-- TASK PROMPT --
Please quote only the lines that start at the one with "Would you kindly point to the black baseball" and go on to the last line of the data, both ends kept.

Natural language region descriptions
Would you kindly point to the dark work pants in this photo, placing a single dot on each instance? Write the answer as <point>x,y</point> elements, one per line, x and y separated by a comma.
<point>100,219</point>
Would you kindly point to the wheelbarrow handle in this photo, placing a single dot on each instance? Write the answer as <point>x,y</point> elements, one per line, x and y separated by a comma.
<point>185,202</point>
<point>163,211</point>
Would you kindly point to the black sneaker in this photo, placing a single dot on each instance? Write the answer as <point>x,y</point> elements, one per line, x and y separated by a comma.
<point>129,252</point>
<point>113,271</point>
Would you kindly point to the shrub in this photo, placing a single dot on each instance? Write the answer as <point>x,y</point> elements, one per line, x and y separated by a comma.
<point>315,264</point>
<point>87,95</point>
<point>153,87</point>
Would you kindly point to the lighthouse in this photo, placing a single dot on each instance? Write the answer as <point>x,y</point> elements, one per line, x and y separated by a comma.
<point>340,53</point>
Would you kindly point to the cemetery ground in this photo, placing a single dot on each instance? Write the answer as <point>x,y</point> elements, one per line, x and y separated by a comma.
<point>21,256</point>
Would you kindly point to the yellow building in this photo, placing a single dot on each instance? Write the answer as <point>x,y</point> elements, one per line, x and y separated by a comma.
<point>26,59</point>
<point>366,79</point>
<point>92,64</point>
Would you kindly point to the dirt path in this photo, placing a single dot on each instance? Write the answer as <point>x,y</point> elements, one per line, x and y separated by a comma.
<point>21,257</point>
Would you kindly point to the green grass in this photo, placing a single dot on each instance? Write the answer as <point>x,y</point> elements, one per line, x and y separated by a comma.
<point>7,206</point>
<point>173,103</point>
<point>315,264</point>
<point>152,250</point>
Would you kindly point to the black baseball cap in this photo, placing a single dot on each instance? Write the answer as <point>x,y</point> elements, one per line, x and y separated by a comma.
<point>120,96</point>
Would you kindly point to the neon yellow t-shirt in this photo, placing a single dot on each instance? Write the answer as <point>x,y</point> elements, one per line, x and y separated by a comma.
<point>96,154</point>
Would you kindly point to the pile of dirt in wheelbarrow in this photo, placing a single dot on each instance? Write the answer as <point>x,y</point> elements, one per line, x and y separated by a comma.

-- RESULT --
Would you kindly point to the black baseball cap in this photo, placing a single dot on each instance? Write the answer as <point>x,y</point> elements, one per line, x and y separated by a comma.
<point>120,96</point>
Would you kindly point to the neon yellow t-shirt in this photo, placing a single dot on each instance? Write the answer as <point>x,y</point> elements, one per line, x and y separated by a comma.
<point>96,154</point>
Would you kindly point to the pile of dirt in wheelbarrow in this photo, placing a single dot on each instance? Write the answer as <point>x,y</point> elements, one per line, x and y separated by a comma.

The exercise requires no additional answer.